• **Задание**
Приведите все строки ниже, в которых встречается слово «overcast».

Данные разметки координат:
============

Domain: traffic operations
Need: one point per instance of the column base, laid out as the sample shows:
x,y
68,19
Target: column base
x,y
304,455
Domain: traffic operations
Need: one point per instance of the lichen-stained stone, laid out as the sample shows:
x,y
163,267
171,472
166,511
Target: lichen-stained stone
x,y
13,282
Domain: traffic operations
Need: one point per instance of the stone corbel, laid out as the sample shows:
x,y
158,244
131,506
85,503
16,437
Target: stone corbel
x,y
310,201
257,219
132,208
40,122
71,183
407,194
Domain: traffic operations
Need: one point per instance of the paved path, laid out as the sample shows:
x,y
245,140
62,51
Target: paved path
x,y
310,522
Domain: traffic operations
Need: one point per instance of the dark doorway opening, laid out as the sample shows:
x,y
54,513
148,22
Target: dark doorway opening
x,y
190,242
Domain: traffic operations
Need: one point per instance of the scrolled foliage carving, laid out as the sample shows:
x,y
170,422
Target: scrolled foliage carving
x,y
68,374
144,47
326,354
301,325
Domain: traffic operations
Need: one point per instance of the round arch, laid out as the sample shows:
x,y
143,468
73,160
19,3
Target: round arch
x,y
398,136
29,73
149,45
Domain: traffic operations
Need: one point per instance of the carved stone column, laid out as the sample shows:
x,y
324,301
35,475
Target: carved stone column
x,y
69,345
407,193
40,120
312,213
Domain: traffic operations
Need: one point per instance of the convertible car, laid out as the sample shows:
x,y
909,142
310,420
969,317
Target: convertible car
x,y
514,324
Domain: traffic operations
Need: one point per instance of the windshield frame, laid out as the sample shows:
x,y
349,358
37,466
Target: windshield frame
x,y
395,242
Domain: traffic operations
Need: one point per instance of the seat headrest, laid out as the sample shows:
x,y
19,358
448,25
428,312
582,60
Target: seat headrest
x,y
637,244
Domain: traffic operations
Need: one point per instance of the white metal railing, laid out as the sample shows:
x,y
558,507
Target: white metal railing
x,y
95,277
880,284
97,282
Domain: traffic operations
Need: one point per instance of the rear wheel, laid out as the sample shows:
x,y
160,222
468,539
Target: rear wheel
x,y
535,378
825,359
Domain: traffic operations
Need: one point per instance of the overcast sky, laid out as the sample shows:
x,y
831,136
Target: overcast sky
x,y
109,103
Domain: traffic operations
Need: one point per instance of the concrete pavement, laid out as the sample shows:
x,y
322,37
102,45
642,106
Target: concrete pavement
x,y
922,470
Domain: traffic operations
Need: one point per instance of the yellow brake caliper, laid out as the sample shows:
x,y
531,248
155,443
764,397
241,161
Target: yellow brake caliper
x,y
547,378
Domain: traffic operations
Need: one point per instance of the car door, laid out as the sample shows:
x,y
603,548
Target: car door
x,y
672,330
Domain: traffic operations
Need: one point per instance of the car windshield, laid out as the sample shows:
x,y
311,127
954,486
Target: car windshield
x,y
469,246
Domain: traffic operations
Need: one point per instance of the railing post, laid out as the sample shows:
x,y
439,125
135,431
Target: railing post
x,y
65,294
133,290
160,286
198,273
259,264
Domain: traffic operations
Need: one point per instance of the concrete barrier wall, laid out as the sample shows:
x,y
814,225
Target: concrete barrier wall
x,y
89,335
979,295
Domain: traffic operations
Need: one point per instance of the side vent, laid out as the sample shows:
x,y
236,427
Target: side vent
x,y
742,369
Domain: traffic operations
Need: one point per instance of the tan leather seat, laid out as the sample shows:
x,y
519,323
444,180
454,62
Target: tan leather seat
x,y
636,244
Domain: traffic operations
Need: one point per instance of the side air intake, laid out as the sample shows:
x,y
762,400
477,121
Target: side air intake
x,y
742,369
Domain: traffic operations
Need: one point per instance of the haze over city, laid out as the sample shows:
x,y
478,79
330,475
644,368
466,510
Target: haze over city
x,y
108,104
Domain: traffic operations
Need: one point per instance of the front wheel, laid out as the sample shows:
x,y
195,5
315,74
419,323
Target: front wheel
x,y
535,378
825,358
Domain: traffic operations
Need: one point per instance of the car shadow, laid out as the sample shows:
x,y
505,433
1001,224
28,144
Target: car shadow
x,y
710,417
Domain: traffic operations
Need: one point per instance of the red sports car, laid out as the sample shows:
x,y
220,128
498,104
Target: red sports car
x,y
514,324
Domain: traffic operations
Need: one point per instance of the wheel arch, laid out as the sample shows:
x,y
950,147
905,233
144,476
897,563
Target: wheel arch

============

• **Итоговый ответ**
Need: one point per instance of the overcast sky, laid out as the sample shows:
Target: overcast sky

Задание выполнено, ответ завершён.